PROBLEM
Repeat the data in full. No line may differ from the original.

INFORMATION PROVIDED
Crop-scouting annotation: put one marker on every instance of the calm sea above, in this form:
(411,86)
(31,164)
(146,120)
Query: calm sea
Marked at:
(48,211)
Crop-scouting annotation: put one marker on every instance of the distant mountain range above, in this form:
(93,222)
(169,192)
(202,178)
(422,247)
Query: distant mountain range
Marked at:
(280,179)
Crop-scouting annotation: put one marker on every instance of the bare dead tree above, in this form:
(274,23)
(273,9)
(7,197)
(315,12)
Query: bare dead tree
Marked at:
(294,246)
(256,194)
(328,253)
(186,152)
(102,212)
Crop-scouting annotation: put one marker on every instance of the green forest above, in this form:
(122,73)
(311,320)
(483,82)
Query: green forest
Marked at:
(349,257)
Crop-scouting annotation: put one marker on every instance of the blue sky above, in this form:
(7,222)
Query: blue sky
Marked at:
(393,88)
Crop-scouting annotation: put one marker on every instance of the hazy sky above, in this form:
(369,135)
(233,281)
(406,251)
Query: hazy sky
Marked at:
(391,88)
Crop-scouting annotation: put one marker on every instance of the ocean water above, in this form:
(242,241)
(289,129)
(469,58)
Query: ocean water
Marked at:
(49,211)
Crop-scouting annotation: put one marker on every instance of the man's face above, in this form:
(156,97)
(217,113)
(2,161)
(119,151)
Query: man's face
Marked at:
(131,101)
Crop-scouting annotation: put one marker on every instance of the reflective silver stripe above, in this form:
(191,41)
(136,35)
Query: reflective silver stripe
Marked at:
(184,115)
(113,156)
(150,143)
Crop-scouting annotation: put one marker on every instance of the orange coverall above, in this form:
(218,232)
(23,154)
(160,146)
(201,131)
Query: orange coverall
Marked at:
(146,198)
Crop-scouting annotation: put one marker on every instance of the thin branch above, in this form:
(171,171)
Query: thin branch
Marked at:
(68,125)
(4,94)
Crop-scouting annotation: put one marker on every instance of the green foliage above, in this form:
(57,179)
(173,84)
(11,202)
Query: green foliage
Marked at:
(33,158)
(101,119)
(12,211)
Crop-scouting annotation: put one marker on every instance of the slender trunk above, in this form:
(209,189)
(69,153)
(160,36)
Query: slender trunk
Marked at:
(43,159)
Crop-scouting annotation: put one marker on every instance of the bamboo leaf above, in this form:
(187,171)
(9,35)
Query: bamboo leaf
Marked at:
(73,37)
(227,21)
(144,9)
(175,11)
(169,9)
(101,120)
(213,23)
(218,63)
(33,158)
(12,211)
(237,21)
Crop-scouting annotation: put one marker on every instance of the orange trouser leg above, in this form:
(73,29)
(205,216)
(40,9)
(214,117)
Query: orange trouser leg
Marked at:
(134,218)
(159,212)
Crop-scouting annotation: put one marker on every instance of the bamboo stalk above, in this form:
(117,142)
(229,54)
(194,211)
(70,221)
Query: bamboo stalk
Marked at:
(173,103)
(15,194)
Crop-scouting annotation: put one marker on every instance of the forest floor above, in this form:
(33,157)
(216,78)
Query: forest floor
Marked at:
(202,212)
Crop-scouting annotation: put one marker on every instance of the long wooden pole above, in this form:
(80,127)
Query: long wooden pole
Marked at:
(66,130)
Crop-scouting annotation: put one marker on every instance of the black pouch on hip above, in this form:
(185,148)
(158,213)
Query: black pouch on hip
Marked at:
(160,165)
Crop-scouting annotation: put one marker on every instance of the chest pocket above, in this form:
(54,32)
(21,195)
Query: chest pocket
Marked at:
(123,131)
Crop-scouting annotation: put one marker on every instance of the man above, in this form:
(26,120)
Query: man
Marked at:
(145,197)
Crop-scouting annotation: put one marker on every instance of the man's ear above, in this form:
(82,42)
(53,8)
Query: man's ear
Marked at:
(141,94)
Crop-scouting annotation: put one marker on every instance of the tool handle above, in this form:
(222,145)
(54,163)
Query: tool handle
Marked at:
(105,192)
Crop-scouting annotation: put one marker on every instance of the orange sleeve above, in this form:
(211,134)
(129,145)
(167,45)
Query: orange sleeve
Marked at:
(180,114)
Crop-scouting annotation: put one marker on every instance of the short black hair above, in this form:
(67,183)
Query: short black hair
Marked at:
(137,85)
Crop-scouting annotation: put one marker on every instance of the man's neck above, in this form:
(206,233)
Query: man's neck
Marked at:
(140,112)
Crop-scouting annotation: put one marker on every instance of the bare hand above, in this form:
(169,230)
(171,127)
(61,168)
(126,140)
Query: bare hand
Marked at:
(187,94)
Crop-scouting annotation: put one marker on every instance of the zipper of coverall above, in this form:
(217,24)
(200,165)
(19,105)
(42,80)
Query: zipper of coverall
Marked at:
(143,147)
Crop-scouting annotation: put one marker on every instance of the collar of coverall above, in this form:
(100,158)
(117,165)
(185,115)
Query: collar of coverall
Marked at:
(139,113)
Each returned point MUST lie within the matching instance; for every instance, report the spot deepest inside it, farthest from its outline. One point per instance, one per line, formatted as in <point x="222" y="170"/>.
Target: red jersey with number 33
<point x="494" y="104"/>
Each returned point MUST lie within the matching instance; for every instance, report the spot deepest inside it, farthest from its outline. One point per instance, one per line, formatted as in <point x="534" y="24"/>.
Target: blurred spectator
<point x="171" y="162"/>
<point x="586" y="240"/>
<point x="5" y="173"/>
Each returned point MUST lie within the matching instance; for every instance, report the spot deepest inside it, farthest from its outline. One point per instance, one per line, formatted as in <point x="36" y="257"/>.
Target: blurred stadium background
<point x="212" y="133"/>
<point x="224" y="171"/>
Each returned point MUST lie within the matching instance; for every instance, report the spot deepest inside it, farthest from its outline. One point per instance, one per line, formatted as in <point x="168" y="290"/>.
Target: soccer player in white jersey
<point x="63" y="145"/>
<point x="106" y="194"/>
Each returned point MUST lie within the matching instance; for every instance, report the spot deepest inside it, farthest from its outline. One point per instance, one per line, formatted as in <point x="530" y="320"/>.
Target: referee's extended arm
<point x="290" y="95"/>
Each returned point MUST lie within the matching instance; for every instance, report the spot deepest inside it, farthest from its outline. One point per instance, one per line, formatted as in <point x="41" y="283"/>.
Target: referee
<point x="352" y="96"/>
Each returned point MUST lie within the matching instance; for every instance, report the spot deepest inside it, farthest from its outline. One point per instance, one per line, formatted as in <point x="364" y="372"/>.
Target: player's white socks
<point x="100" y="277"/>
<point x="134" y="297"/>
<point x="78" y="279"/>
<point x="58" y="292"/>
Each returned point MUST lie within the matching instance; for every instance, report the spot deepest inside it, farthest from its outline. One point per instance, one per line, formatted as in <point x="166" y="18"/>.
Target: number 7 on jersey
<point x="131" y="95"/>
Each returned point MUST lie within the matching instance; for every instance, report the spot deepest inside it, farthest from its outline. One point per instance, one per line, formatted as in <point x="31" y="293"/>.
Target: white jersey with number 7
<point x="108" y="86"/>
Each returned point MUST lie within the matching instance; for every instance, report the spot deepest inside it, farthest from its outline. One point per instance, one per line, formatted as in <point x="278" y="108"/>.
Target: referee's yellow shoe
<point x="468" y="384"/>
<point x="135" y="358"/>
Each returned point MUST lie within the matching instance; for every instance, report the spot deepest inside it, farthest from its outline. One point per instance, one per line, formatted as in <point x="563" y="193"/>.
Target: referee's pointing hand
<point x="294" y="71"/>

EXERCISE SOLUTION
Crop-scouting annotation: put one marker on every instance of the calm sea above, in this form:
(411,86)
(31,164)
(146,120)
Query: calm sea
Marked at:
(48,211)
Crop-scouting annotation: put one marker on every instance of the distant mountain range above, in this form:
(93,222)
(169,192)
(202,178)
(422,247)
Query: distant mountain range
Marked at:
(280,179)
Crop-scouting annotation: put one marker on every instance of the bare dead tree above, in this form:
(274,23)
(273,9)
(7,197)
(315,12)
Query: bare dead tree
Marked at:
(294,246)
(256,194)
(328,253)
(186,152)
(102,212)
Crop-scouting annotation: put one marker on every instance of the green forest above, in this form:
(122,73)
(311,320)
(483,82)
Query: green forest
Marked at:
(349,257)
Crop-scouting annotation: put one marker on every instance of the blue sky above, in this form:
(7,222)
Query: blue sky
Marked at:
(393,88)
Crop-scouting annotation: put one marker on every instance of the hazy sky above, in this form:
(369,135)
(233,281)
(406,251)
Query: hazy sky
Marked at:
(391,88)
Crop-scouting annotation: put one marker on every instance of the ocean water above, in this form:
(242,241)
(289,129)
(469,58)
Query: ocean water
Marked at:
(49,211)
Crop-scouting annotation: put one marker on every instance of the man's face above, in this form:
(156,97)
(217,113)
(2,161)
(119,151)
Query: man's face
Marked at:
(131,101)
Crop-scouting annotation: put one marker on every instance of the reflective silver stripe above, in this form:
(191,41)
(136,35)
Query: reflective silver stripe
Marked at:
(184,115)
(113,156)
(150,143)
Crop-scouting annotation: put one marker on every instance of the orange coverall above, in this form:
(218,232)
(23,154)
(160,146)
(201,131)
Query: orange coverall
Marked at:
(146,198)
Crop-scouting annotation: put one marker on every instance of the thin branch above, in this form:
(171,171)
Query: thin branch
Marked at:
(68,125)
(4,94)
Crop-scouting annotation: put one marker on every instance of the green foliage above, in this form:
(57,179)
(173,84)
(11,202)
Query: green foliage
Marked at:
(33,158)
(101,119)
(12,211)
Crop-scouting annotation: put one marker on every instance of the slender trunk above, in this form:
(209,189)
(69,153)
(160,36)
Query: slender trunk
Marked at:
(43,159)
Crop-scouting annotation: put one marker on every instance of the bamboo leaf above, in this form:
(187,171)
(9,35)
Query: bamboo leaf
Marked at:
(73,37)
(227,21)
(144,9)
(175,11)
(169,9)
(101,120)
(213,23)
(218,63)
(33,158)
(12,211)
(237,21)
Crop-scouting annotation: put one marker on every instance of the orange trouser leg above, in this form:
(73,29)
(205,216)
(40,9)
(214,117)
Query: orange trouser leg
Marked at:
(134,218)
(159,212)
Crop-scouting annotation: put one marker on every instance of the bamboo stalk above, in this form:
(117,142)
(229,54)
(194,211)
(70,221)
Query: bamboo stalk
Marked at:
(173,103)
(15,194)
Crop-scouting annotation: put one marker on every instance of the forest floor above, in this form:
(33,157)
(216,78)
Query: forest floor
Marked at:
(202,212)
Crop-scouting annotation: put one marker on every instance of the long wooden pole above, in this form:
(80,127)
Query: long wooden pole
Marked at:
(66,130)
Crop-scouting annotation: put one marker on every instance of the black pouch on hip above, in this form:
(185,148)
(158,213)
Query: black pouch on hip
Marked at:
(160,165)
Crop-scouting annotation: put one marker on every instance of the chest pocket above, in this form:
(54,32)
(21,195)
Query: chest pocket
Marked at:
(123,131)
Crop-scouting annotation: put one marker on every instance of the man above, in this form:
(26,120)
Query: man
Marked at:
(145,197)
Crop-scouting annotation: put one marker on every instance of the man's ear above, in this form:
(82,42)
(53,8)
Query: man's ear
Marked at:
(141,94)
Crop-scouting annotation: put one marker on every instance of the tool handle above, in this form:
(222,145)
(54,163)
Query: tool handle
Marked at:
(105,192)
Crop-scouting annotation: put one marker on every instance of the orange sleeve above, in this form:
(211,134)
(129,145)
(167,45)
Query: orange sleeve
Marked at:
(180,114)
Crop-scouting annotation: put one marker on every instance of the short black hair above, in this form:
(67,183)
Query: short black hair
Marked at:
(137,85)
Crop-scouting annotation: put one marker on every instance of the man's neck above, in this form:
(206,233)
Query: man's neck
Marked at:
(140,112)
Crop-scouting annotation: put one marker on every instance of the bare hand above, in this form:
(169,230)
(171,127)
(61,168)
(126,140)
Query: bare hand
Marked at:
(187,94)
Crop-scouting annotation: put one marker on every instance of the zipper of coverall above, in this form:
(217,24)
(200,165)
(19,105)
(42,80)
Query: zipper of coverall
Marked at:
(143,147)
Crop-scouting annotation: put one marker on every instance of the collar of coverall above, in this form:
(100,158)
(117,165)
(185,115)
Query: collar of coverall
Marked at:
(139,113)
Each returned point MUST lie within the matching instance; for every instance, report the spot deepest inside it, farthest from its outline. One point per instance, one per line, formatted as in <point x="222" y="170"/>.
Target: red jersey with number 33
<point x="494" y="104"/>
Each returned point MUST lie within the matching instance; for every instance, report the spot deepest inside it, farthest from its outline. One point per instance, one per line, formatted as in <point x="534" y="24"/>.
Target: blurred spectator
<point x="171" y="162"/>
<point x="586" y="240"/>
<point x="5" y="173"/>
Each returned point MUST lie within the matching instance; for every instance, report the spot deepest inside it, farthest from its outline. One point per instance, one per line, formatted as in <point x="36" y="257"/>.
Target: blurred stadium background
<point x="212" y="133"/>
<point x="224" y="171"/>
Each returned point MUST lie within the matching instance; for every instance, report the spot deepest inside it, farthest from its outline. One point per instance, one per line, formatted as in <point x="168" y="290"/>.
Target: soccer player in white jersey
<point x="63" y="145"/>
<point x="106" y="194"/>
Each returned point MUST lie within the matching instance; for every instance, report the spot deepest inside it, farthest from its outline. One point per instance, one per line, formatted as in <point x="530" y="320"/>.
Target: referee's extended arm
<point x="290" y="95"/>
Each returned point MUST lie within the matching instance; for every instance, report the spot deepest inside it, farthest from its outline. One point per instance, one per line, formatted as in <point x="41" y="283"/>.
Target: referee
<point x="352" y="96"/>
Each returned point MUST lie within the matching instance; for every instance, report the spot deepest inside it, farthest from its outline. One point per instance, one per line, formatted as in <point x="364" y="372"/>.
Target: player's white socks
<point x="100" y="277"/>
<point x="134" y="297"/>
<point x="78" y="279"/>
<point x="58" y="292"/>
Each returned point MUST lie within the matching instance; for every instance, report the spot deepest inside it, farthest from its outline. One point per instance, one per line, formatted as in <point x="166" y="18"/>.
Target: number 7 on jersey
<point x="131" y="95"/>
Each returned point MUST lie within the matching instance; for every instance, report the spot deepest inside it, farthest from its outline. One point per instance, one per line, formatted as in <point x="31" y="293"/>.
Target: white jersey with number 7
<point x="108" y="86"/>
Each returned point MUST lie within the matching instance; for every instance, report the spot deepest inside it, farthest from its outline. One point per instance, one per line, formatted as in <point x="278" y="108"/>.
Target: referee's yellow shoe
<point x="468" y="384"/>
<point x="135" y="358"/>
Each returned point MUST lie within the matching instance; for every instance, report the spot deepest inside it, farthest from its outline. One point per instance, one per line, formatted as in <point x="563" y="193"/>.
Target: referee's pointing hand
<point x="294" y="71"/>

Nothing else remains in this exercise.